Return every line of the entries below that contains the word "handle".

-- START OF DATA LINES --

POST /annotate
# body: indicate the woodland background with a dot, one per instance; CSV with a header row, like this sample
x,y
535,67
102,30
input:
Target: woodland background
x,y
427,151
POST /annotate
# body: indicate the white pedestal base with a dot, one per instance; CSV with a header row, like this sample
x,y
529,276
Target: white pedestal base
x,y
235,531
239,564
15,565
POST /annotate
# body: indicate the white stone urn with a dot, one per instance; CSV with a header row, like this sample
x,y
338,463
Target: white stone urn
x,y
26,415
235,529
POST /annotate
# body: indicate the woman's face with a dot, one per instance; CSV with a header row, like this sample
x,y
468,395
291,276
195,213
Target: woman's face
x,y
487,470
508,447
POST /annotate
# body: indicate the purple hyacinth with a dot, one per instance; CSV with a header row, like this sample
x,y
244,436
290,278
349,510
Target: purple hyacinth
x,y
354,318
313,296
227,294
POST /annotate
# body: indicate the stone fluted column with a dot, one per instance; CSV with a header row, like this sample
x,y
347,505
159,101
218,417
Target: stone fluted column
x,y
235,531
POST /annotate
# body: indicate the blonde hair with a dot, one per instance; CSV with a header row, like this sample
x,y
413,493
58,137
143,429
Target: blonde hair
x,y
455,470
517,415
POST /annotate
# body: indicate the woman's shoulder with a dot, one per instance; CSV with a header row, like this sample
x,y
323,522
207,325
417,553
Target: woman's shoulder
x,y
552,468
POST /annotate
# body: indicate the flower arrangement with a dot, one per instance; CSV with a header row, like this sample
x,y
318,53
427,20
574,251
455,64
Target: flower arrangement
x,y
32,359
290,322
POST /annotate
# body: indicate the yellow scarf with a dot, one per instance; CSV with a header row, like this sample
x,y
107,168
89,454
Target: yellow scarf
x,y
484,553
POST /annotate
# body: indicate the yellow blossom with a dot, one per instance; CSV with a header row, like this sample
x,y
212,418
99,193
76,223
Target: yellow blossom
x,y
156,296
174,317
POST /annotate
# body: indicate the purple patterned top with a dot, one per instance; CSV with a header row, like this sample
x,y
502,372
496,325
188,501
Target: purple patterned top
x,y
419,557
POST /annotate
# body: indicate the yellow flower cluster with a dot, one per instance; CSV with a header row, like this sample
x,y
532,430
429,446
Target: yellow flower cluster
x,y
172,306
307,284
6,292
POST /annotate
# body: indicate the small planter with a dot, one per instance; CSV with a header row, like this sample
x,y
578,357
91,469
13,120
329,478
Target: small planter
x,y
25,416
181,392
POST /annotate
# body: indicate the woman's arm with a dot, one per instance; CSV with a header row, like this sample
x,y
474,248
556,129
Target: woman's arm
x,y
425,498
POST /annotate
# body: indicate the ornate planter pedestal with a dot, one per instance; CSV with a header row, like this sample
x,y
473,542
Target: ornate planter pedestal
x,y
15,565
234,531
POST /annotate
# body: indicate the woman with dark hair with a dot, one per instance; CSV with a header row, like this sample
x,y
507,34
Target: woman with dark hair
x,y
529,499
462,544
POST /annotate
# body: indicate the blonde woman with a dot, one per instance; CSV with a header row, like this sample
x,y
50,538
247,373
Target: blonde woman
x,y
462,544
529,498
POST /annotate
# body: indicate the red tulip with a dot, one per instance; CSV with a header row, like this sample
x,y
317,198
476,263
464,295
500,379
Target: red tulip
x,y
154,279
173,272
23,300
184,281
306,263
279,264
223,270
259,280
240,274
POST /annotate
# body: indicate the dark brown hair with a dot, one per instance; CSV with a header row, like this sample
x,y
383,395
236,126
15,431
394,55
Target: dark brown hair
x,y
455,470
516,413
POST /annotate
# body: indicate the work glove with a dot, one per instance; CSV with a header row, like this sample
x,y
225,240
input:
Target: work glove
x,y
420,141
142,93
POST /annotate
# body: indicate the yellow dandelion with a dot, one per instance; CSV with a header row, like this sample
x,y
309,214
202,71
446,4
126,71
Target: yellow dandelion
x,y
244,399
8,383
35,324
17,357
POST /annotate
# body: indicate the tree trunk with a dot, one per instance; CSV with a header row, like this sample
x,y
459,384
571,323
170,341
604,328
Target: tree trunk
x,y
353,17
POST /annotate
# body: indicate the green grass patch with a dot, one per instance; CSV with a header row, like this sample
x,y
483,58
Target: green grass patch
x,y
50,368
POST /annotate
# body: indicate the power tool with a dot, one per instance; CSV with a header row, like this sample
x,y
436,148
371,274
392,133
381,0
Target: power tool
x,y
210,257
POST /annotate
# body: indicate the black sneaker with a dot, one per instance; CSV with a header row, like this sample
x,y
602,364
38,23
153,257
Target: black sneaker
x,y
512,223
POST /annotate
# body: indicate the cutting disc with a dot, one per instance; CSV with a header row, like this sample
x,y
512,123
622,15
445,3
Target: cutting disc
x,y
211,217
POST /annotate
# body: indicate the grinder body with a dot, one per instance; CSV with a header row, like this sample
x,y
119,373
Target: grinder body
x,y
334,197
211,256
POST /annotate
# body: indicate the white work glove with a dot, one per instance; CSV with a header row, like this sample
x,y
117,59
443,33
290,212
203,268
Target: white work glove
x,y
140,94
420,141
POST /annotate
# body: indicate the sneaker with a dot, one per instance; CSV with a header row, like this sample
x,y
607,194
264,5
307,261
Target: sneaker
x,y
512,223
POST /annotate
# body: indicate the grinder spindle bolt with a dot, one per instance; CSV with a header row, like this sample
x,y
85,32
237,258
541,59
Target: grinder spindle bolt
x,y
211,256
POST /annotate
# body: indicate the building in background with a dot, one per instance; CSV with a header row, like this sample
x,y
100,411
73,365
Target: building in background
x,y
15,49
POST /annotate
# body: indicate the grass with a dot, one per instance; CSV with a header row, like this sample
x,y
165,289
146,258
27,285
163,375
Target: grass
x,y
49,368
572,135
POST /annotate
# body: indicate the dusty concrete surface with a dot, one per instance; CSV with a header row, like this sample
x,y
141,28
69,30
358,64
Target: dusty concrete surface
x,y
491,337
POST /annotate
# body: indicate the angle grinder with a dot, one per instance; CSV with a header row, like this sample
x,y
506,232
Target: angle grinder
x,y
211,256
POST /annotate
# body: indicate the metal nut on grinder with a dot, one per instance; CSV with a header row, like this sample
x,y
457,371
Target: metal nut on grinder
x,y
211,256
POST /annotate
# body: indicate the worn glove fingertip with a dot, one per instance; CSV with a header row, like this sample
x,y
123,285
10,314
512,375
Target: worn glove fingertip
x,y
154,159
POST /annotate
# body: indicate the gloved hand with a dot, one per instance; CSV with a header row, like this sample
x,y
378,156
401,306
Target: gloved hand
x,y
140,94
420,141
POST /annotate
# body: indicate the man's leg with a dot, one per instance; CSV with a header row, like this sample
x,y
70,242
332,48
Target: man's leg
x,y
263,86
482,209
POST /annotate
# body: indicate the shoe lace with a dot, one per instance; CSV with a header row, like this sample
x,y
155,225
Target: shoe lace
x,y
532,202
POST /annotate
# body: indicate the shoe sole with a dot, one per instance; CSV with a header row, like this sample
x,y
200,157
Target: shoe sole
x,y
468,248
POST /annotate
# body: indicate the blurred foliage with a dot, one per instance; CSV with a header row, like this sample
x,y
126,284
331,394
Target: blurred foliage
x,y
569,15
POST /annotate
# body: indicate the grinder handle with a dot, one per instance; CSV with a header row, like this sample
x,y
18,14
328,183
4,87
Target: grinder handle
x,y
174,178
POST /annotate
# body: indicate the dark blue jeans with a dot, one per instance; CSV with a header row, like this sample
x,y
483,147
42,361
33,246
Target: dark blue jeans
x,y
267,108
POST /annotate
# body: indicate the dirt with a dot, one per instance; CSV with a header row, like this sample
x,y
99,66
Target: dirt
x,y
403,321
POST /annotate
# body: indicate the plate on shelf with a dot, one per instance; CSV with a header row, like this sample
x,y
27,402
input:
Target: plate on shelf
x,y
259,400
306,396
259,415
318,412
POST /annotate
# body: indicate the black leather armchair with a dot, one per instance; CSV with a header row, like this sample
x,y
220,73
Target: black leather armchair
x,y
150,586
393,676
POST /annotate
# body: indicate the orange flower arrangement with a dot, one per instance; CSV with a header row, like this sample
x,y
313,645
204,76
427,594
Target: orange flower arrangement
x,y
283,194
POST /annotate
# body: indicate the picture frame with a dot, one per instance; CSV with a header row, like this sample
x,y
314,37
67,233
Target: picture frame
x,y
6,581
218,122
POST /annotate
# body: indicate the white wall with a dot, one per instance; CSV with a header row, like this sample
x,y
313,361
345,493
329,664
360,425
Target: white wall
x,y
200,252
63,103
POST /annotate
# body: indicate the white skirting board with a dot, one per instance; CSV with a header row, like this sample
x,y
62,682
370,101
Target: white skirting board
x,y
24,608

-- END OF DATA LINES --

- SOLUTION FOR THIS TASK -
# body: indicate the grinder handle with a dot, one per instance; CSV with a header row, like this sample
Target: grinder handle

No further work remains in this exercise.